[R] R Production Performance

Zitan Broth zitan at mediasculpt.net
Thu Sep 25 23:20:35 CEST 2003


Hi Joe,

Thanks for your message,

> I'm doing something similar using PL/R (an R procedural language handler
> extension to Postgres that I wrote) with Postgres, R, and PHP. In
> Postgres 7.4 (currently at beta3) or with a back-patched copy of 7.3,
> you can preload the R interpreter when the Postgres postmaster first
> starts. This means that essentially R is running as part of the Postgres
> daemon. Whenever a connection is made to the database, the forked
> process already has an initialized copy of R running inside it. The
> startup savings I see are similar to what you did (2.2 seconds versus
> 0.009 seconds):

That sounds cool, it also avoids the file IO.  I'm an R newbie, but could I
achieve something similar with pure PHP.  I was considering trying to use
SWIG for accessing R ( and another package OOQP ).  I am currently working
with MySQL for a demo project, but we have always been considered Postgres
as a more robust database (it actually has stored procedure languages for
example).  I think I may have to give your PL/R a serious look (although I
can't access you site just now).

Are you 'process managing' your calls to R to ensure that it is thread safe
or have you found this unnecessary with the php/postgres/R combo?

Awesome, Z.

> ------------------------------------------------------------------
> Function -- intentionally very simple:
> --------------------------------------
> create or replace function echo(text) returns text as 'print(arg1)'
> language 'plr';
>
> Without preloading (first function call):
> -----------------------------------------
> regression=# explain analyze select echo('hello');
>   Total runtime: 2195.35 msec
>
> Without preloading (second function call):
> -----------------------------------------
> regression=# explain analyze select echo('hello');
>   Total runtime: 0.55 msec
>
> With preloading (first function call):
> -----------------------------------------
> regression=# explain analyze select echo('hello');
>   Total runtime: 9.74 msec
>
> With preloading (second function call):
> -----------------------------------------
> regression=# explain analyze select echo('hello');
>   Total runtime: 0.59 msec
> ------------------------------------------------------------------
>
>
> In both cases the second (and subsequent) function calls are even faster
> because the PL/R function itself has been precompiled and cached.

:: Dataset excerpts ::
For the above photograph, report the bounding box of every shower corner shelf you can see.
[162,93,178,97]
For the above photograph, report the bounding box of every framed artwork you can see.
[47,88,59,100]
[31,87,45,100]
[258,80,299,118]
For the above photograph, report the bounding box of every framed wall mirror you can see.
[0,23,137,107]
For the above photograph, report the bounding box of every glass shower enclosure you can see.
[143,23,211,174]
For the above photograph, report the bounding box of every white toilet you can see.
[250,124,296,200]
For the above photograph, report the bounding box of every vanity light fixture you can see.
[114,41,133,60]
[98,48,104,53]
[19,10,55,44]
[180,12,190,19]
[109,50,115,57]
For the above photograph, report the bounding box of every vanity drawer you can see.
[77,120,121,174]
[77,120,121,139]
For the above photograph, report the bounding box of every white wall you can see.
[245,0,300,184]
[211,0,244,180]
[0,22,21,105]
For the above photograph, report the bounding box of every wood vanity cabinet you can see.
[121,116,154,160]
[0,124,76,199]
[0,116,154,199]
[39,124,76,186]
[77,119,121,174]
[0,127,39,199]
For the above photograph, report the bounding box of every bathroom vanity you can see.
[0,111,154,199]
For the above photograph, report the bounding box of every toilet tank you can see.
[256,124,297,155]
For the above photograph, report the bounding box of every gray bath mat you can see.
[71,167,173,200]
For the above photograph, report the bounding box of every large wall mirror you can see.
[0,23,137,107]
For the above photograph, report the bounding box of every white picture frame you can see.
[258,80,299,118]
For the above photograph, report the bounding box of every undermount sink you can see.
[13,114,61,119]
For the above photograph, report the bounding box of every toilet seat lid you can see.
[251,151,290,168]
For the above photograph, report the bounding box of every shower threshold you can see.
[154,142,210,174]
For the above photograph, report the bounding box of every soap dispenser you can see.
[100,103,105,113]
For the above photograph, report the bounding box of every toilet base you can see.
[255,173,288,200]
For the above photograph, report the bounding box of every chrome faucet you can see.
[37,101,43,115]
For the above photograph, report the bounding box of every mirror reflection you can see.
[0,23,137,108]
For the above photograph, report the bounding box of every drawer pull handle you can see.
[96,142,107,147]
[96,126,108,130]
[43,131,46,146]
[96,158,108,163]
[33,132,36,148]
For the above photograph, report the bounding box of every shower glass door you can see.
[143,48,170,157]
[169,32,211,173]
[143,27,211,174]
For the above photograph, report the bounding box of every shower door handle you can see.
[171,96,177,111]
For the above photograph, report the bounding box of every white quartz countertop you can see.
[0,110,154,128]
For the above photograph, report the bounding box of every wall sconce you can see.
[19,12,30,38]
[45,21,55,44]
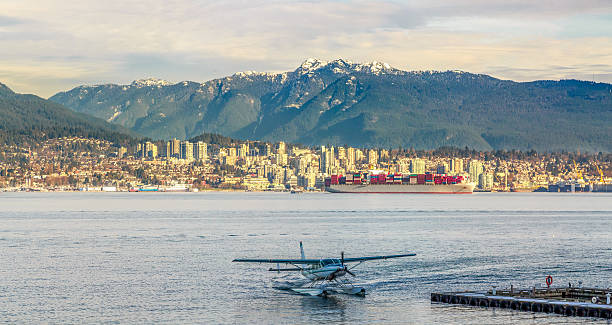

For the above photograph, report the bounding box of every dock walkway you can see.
[431,287,612,319]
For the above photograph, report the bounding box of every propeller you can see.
[340,251,355,276]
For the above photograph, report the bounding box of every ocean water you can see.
[0,193,612,324]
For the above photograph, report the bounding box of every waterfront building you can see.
[436,162,449,174]
[193,141,208,160]
[450,158,465,175]
[168,139,181,158]
[410,158,425,174]
[468,160,484,183]
[180,141,193,160]
[368,149,378,168]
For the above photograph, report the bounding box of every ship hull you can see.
[325,184,474,194]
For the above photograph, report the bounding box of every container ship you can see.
[325,173,474,194]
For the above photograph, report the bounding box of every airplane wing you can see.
[232,258,321,264]
[344,254,416,263]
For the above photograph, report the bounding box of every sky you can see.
[0,0,612,98]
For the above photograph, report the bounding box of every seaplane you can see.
[232,242,416,296]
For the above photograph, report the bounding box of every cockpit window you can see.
[321,258,340,266]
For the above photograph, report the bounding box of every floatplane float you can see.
[232,242,416,296]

:: Brief ::
Continue the mailing-list message about speeding up R inside Postgres from where it stops.

:: Solved exercise ::
>
> I call the PL/R function from PHP to read my data directly from the
> database, process it, and generate whatever charts I need. Here's a very
> simple example:
>
>
> The PL/R function:
> ------------------------------------------------------------------
> create type histtup as
> (
>    break float8,
>    count int
> );
>
> create or replace function hist(text, text)
> returns setof histtup as '
>   sql <- paste("select id_val from sample_numeric_data ",
>                "where ia_id=''", arg1, "''", sep="")
>   rs <- pg.spi.exec(sql)
>
>   if (!is.na(arg2)) {
>      x11(display=":5")
>      jpeg(file=arg2, width = 480, height = 480,
>           pointsize = 12, quality = 75)
>      par(ask = FALSE, bg = "#F8F8F8")
>      sql <- paste("select ia_attname as val from atts ",
>                   "where ia_id=''", arg1, "''", sep="")
>      attname <- pg.spi.exec(sql)
>      h <- hist(rs[,1], col = "blue",
>                main = paste("Histogram of", attname$val),
>                xlab = attname$val);
>      dev.off()
>      system(paste("chmod 666 ", arg2, sep=""),
>             intern = FALSE, ignore.stderr = TRUE)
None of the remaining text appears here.